# What you should do
Put every line of the listing below into a JSON list of strings, one string per line, and leave out any blank lines.

# Extracted records
────────
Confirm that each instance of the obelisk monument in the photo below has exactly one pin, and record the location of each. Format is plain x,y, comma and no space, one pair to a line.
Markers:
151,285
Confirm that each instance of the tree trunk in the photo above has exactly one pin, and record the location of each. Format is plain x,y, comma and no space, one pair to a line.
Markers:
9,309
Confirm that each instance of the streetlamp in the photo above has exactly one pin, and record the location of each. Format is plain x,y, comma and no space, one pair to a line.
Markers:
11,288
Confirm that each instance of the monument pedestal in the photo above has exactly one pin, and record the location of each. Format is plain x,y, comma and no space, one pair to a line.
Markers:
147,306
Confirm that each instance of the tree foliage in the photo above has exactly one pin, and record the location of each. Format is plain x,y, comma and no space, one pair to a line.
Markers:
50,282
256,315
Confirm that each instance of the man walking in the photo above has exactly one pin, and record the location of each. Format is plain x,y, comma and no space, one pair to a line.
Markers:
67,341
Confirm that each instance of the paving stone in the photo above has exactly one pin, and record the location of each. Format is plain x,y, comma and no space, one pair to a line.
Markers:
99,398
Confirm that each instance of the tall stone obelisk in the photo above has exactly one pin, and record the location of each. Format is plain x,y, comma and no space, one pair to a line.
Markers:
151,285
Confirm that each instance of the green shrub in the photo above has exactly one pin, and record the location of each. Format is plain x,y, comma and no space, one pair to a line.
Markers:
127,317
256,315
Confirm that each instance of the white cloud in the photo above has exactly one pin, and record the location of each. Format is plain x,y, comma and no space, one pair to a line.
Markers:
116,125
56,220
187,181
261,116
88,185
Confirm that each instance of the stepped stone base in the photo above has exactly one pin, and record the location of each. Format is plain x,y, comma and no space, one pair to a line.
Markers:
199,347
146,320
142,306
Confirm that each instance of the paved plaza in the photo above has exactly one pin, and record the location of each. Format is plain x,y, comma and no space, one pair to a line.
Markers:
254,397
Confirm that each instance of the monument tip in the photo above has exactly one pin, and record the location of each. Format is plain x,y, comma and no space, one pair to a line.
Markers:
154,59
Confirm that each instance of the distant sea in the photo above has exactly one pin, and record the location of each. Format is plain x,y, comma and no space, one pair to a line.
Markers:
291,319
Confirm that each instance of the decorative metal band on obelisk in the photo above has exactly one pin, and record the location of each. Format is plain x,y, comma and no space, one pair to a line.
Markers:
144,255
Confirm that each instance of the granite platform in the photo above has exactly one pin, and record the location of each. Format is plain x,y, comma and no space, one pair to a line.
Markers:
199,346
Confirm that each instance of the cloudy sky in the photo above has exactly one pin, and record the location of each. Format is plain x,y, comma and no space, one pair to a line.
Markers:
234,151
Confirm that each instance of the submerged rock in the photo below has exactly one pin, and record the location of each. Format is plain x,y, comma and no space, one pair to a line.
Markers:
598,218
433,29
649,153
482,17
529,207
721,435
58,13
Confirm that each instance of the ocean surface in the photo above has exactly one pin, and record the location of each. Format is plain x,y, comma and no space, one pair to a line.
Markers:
────────
# The answer
[
  "Confirm that each instance of the obelisk monument in the photo below has exactly one pin, and record the location of each. Format is plain x,y, comma and no space, one pair to a line.",
  "Markers:",
  "151,285",
  "Confirm that each instance of the tree trunk in the photo above has exactly one pin, and record the location of each. Format is plain x,y, comma and no space, one pair to a line.",
  "Markers:",
  "9,309",
  "Confirm that each instance of the streetlamp in the photo above has exactly one pin, and record the location of each. Format is plain x,y, comma and no space, one pair to a line.",
  "Markers:",
  "11,288",
  "Confirm that each instance of the monument pedestal in the photo above has exactly one pin, and record the location of each. Format is plain x,y, comma and no space, one pair to a line.",
  "Markers:",
  "147,306",
  "Confirm that each instance of the tree foliage in the photo above has exactly one pin, and record the location of each. Format is plain x,y, comma and no space, one pair to a line.",
  "Markers:",
  "50,282",
  "256,315",
  "Confirm that each instance of the man walking in the photo above has exactly one pin, and record the location of each. Format is plain x,y, comma and no space, one pair to a line.",
  "Markers:",
  "67,341",
  "Confirm that each instance of the paving stone in the photo above has exactly one pin, and record the location of each. Format is plain x,y, comma and no space, one pair to a line.",
  "Markers:",
  "99,398",
  "Confirm that each instance of the tall stone obelisk in the photo above has exactly one pin, and record the location of each. Format is plain x,y, comma and no space, one pair to a line.",
  "Markers:",
  "151,285",
  "Confirm that each instance of the green shrub in the photo above has exactly one pin, and record the location of each. Format is plain x,y, comma and no space, one pair to a line.",
  "Markers:",
  "127,317",
  "256,315",
  "Confirm that each instance of the white cloud in the photo above has exactly one pin, and record the location of each. Format is plain x,y, comma and no space, one pair to a line.",
  "Markers:",
  "116,125",
  "56,220",
  "187,181",
  "261,116",
  "88,185",
  "Confirm that each instance of the stepped stone base in the photo above has exactly one pin, and record the location of each. Format is plain x,y, comma and no space, one pair to a line.",
  "Markers:",
  "199,347",
  "146,320",
  "142,306",
  "Confirm that each instance of the paved plaza in the photo above has exactly one pin, and record the location of each. Format is plain x,y, comma and no space, one pair to a line.",
  "Markers:",
  "254,397",
  "Confirm that each instance of the monument tip in the photo above has exactly one pin, and record the location of each. Format is plain x,y, comma and no space, one pair to a line.",
  "Markers:",
  "154,59",
  "Confirm that each instance of the distant sea in the photo above has exactly one pin, and record the location of each. Format is plain x,y, comma and no space, one pair to a line.",
  "Markers:",
  "291,319",
  "Confirm that each instance of the decorative metal band on obelisk in the photo above has exactly one pin, and record the location of each. Format is plain x,y, comma and no space, one pair to a line.",
  "Markers:",
  "144,255",
  "Confirm that each instance of the granite platform in the photo above has exactly one pin, and record the location of each. Format is plain x,y, comma and no space, one pair to a line.",
  "Markers:",
  "199,346",
  "Confirm that each instance of the cloudy sky in the photo above has exactly one pin, and record the location of each. Format is plain x,y, comma and no space, one pair to a line.",
  "Markers:",
  "234,151",
  "Confirm that each instance of the submerged rock in the photo below has exactly one pin, and record the location of each. Format is plain x,y, comma and no space, one pair to a line.",
  "Markers:",
  "598,218",
  "433,29",
  "649,153",
  "482,17",
  "529,207",
  "721,435",
  "58,13",
  "Confirm that each instance of the ocean surface in the photo above has exactly one pin, and record the location of each. Format is plain x,y, comma and no space, one pair to a line.",
  "Markers:"
]